Skip the pictures. Return exactly the lines from the one containing "Target: clear sky" through the end of the entries below.

→ **INFORMATION PROVIDED**
++++++++++++++++++++

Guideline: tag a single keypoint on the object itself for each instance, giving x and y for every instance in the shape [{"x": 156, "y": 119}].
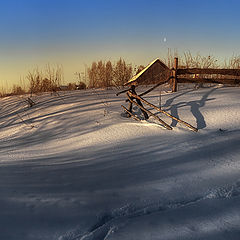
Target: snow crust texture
[{"x": 74, "y": 167}]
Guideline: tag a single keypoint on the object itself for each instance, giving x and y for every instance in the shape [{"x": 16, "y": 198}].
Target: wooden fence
[{"x": 215, "y": 75}]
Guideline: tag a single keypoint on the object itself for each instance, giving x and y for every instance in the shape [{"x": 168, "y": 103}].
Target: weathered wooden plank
[
  {"x": 233, "y": 72},
  {"x": 152, "y": 73},
  {"x": 164, "y": 112},
  {"x": 209, "y": 80},
  {"x": 131, "y": 114},
  {"x": 150, "y": 113}
]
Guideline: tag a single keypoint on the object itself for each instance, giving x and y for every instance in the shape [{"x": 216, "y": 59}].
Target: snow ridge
[{"x": 110, "y": 222}]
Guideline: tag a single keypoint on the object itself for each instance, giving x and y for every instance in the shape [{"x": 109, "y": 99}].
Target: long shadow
[{"x": 194, "y": 107}]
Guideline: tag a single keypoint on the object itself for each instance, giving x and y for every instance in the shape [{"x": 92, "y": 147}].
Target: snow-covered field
[{"x": 73, "y": 167}]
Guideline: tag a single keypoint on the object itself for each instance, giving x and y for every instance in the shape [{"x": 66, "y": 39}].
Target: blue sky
[{"x": 75, "y": 32}]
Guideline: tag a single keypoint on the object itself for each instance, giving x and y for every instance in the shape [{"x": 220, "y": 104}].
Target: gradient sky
[{"x": 76, "y": 32}]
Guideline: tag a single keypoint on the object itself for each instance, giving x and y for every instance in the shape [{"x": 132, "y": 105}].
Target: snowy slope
[{"x": 73, "y": 167}]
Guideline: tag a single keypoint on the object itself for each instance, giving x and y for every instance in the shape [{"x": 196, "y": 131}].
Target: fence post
[{"x": 174, "y": 82}]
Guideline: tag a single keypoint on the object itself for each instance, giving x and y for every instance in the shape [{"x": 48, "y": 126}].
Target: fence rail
[{"x": 232, "y": 72}]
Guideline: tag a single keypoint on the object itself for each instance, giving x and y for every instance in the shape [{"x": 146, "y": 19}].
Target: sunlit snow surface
[{"x": 73, "y": 167}]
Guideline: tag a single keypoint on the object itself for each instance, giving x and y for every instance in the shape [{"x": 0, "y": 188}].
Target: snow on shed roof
[{"x": 136, "y": 77}]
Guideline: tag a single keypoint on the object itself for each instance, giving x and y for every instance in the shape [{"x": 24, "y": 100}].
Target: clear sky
[{"x": 76, "y": 32}]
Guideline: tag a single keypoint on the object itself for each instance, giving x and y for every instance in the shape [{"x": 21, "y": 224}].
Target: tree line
[{"x": 107, "y": 74}]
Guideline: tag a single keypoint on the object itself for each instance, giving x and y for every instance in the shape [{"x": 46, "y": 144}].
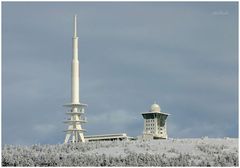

++++++++++++++++++++

→ **FINISHED EXERCISE**
Target: clear sky
[{"x": 76, "y": 32}]
Guideline: tag a single keypoint on the object itself for each instance, giving x and y for every instance in the shape [{"x": 21, "y": 224}].
Target: tree line
[{"x": 107, "y": 74}]
Guideline: tag a single keypoint on the object itself for each instance, giving x and y for every instance in the shape [{"x": 46, "y": 144}].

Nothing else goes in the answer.